» **WHAT YOU NEED TO DO**
Display every line of the items below that contains the word "ceiling", reproducing each such line in full and without alteration.

» **EXERCISE INPUTS**
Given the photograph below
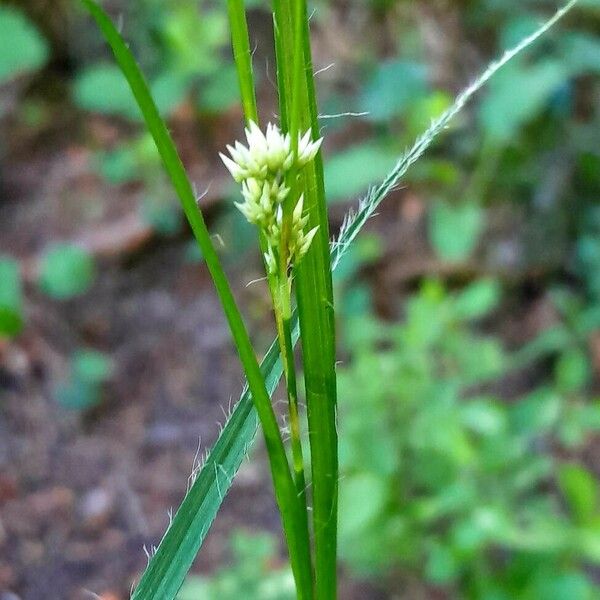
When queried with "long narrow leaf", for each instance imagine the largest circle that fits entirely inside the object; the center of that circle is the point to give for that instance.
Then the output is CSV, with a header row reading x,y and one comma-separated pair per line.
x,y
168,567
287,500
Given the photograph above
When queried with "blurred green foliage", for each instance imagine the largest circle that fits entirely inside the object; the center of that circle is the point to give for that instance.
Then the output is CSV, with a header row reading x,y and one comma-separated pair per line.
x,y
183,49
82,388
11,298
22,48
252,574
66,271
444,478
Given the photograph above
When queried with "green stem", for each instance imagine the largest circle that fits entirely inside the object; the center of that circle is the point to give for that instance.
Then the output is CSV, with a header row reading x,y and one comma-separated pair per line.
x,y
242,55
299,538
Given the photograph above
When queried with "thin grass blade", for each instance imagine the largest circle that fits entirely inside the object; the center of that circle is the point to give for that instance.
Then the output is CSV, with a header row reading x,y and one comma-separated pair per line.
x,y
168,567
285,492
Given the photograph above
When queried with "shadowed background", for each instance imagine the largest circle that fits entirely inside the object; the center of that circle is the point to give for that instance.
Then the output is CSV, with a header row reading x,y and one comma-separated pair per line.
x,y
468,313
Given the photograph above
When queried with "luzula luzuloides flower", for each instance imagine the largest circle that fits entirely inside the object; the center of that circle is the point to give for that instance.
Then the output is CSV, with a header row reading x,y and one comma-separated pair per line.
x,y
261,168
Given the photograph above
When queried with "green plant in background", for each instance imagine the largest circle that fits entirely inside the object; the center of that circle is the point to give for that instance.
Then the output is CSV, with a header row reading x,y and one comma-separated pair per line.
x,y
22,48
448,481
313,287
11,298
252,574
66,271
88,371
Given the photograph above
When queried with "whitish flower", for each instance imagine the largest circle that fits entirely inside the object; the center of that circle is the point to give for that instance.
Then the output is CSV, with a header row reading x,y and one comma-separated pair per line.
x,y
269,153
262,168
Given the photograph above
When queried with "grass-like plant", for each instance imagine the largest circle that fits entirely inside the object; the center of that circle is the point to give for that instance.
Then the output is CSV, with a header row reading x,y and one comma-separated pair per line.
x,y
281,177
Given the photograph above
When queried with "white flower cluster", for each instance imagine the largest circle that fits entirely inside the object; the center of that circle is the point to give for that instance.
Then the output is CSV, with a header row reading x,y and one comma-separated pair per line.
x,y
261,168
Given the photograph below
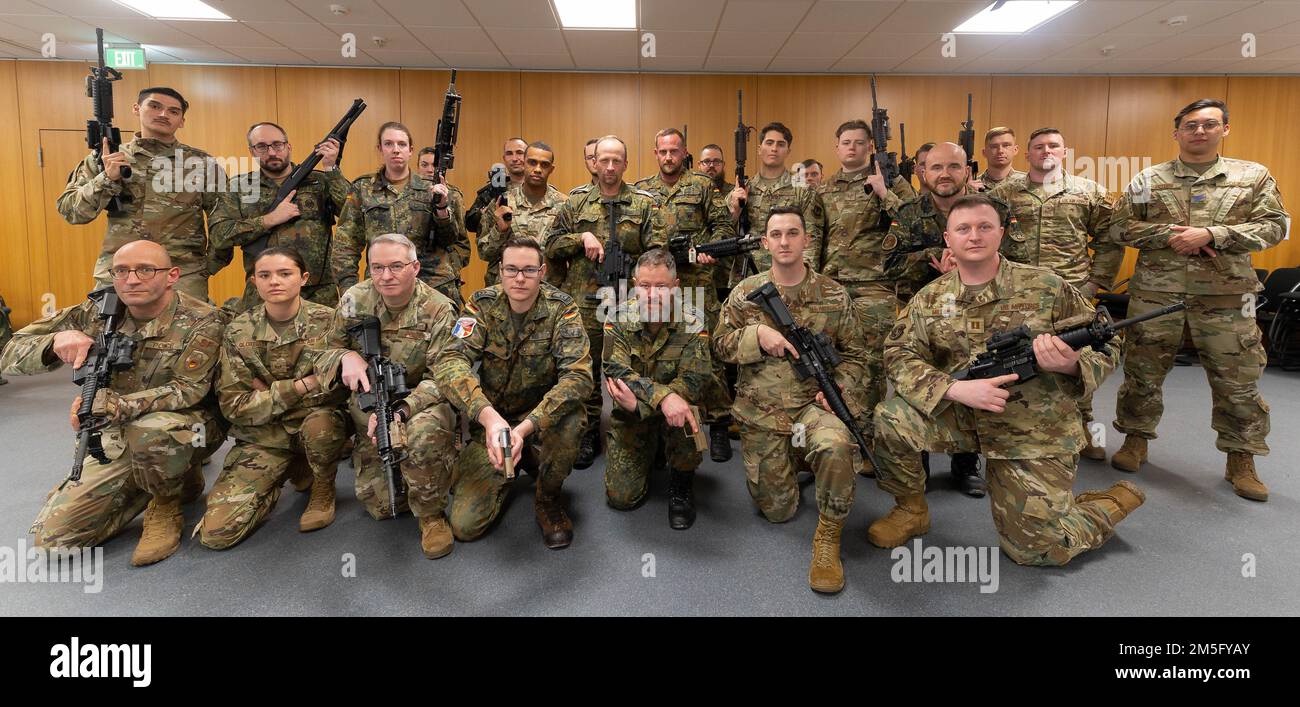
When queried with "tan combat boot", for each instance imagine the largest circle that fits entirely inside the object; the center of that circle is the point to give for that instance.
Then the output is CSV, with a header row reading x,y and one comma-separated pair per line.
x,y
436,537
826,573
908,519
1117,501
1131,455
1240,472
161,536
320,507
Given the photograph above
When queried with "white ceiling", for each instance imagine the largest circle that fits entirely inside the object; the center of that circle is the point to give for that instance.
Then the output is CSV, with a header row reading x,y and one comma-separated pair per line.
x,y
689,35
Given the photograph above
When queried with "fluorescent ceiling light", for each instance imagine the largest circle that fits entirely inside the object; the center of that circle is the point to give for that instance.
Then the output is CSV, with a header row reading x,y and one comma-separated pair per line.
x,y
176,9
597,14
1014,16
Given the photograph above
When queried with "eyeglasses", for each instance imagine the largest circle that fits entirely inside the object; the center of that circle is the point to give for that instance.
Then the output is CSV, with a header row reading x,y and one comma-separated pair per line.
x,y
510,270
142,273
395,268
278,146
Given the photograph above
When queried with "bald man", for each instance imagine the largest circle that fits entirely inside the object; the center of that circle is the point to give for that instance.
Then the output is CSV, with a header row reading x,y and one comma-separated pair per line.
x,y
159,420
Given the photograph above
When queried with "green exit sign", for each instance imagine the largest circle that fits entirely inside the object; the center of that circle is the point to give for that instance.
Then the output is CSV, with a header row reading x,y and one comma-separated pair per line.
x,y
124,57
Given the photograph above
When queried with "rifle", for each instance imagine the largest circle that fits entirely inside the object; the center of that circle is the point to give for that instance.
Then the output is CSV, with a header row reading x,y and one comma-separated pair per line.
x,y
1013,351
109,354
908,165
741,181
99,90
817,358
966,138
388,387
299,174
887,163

» **PROBLEM SOLUTION**
When queried with "white ceiling", for each instance imagine the largest circle that fits entirely inside the object; the center of that circle is the point to give for that instance.
When queried with "fluorescent ceiling light", for each instance imagine the largest circle that fits entirely inside the object; the center of that circle is the point to give for that instance.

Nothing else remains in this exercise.